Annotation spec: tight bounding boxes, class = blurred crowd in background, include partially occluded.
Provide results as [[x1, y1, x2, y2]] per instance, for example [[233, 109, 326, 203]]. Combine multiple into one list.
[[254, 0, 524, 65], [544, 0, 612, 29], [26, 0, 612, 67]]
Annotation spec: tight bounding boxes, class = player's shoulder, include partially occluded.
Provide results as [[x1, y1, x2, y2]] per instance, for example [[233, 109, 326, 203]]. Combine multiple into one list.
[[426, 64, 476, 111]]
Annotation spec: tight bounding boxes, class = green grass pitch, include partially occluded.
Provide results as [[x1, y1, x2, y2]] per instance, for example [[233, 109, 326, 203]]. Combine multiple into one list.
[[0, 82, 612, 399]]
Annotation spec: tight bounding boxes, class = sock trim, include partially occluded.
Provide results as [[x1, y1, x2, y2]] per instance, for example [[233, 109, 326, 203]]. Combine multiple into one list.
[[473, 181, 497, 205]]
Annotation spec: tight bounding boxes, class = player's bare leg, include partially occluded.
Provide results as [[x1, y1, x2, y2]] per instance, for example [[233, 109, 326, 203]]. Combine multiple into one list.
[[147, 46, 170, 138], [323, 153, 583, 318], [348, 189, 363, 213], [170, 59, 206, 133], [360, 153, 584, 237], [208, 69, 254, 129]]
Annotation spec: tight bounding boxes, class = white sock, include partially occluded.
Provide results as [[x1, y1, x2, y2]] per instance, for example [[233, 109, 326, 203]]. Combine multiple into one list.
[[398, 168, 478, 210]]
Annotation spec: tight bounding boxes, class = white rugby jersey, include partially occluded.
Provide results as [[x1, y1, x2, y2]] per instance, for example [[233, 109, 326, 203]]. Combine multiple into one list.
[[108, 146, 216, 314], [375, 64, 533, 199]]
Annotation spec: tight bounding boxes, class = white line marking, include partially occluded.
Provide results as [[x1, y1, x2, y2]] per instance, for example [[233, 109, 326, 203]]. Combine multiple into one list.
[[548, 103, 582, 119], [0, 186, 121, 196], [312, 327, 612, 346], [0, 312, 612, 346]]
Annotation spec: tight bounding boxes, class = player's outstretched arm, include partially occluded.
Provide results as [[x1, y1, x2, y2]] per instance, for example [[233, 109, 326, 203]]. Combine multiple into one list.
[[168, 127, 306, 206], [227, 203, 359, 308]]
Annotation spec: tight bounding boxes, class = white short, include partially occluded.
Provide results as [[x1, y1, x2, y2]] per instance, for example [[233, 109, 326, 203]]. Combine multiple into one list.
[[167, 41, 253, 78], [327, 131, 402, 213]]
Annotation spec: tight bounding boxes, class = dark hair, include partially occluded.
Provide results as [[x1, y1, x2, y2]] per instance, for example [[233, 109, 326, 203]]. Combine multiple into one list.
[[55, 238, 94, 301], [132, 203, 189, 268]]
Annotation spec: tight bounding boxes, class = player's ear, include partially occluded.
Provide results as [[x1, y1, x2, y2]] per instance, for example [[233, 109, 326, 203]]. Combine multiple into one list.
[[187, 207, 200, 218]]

━━━━━━━━━━━━━━━━

Convert the rows from the line with "Annotation spec: tight bounding boxes, class = player's bare" to the line with "[[167, 41, 253, 78], [327, 131, 402, 213]]" into a two-column CSV with the columns spec and boxes, one row each, putting the request text in spec and its answer in boxes. Quote every field and replace line breaks with spaces.

spec,boxes
"Annotation spec: tight bounding boxes, class = player's bare leg, include partially occluded. Provide results as [[x1, y1, x2, y2]] per instance, for example [[233, 109, 326, 203]]. Combine multiple into one list.","[[147, 46, 170, 138], [323, 153, 583, 318], [348, 189, 363, 213], [170, 59, 206, 133], [360, 153, 584, 237], [208, 69, 254, 129]]"
"Annotation spec: tight bounding boxes, class = white sock, include partially occluded. Provide results as [[x1, y1, x2, y2]] per instance, for example [[233, 109, 326, 203]]. Combine multiple into one list.","[[398, 168, 478, 210]]"
"Annotation spec: tight bounding boxes, class = white rugby jersey, include partially occluded. Provide results as [[x1, y1, x2, y2]] per instance, for example [[233, 109, 326, 203]]. Combine multiple into one list.","[[108, 146, 216, 314], [375, 64, 533, 199]]"
"Annotation spec: tight bounding boxes, class = white line marking, include partially occluded. Provide results as [[x1, y1, x2, y2]] per instance, for example [[233, 109, 326, 203]]. Combine multiple into one list.","[[548, 103, 582, 119], [0, 186, 121, 196], [312, 327, 612, 346], [0, 312, 612, 346]]"
"Annotation spec: tight bounding boxes, class = player's outstretched arm, include partially occluded. Provide results as [[x1, y1, x2, y2]] per instance, for example [[233, 109, 326, 203]]. Combine multiple into one list.","[[168, 127, 306, 206], [227, 203, 359, 308]]"
"Annotation spec: tight bounding boxes, class = white short, include partially occluded. Provide results as [[x1, y1, x2, y2]] per instance, for example [[233, 109, 326, 203]]. Combine multiple into one list.","[[167, 41, 253, 78], [327, 131, 402, 213]]"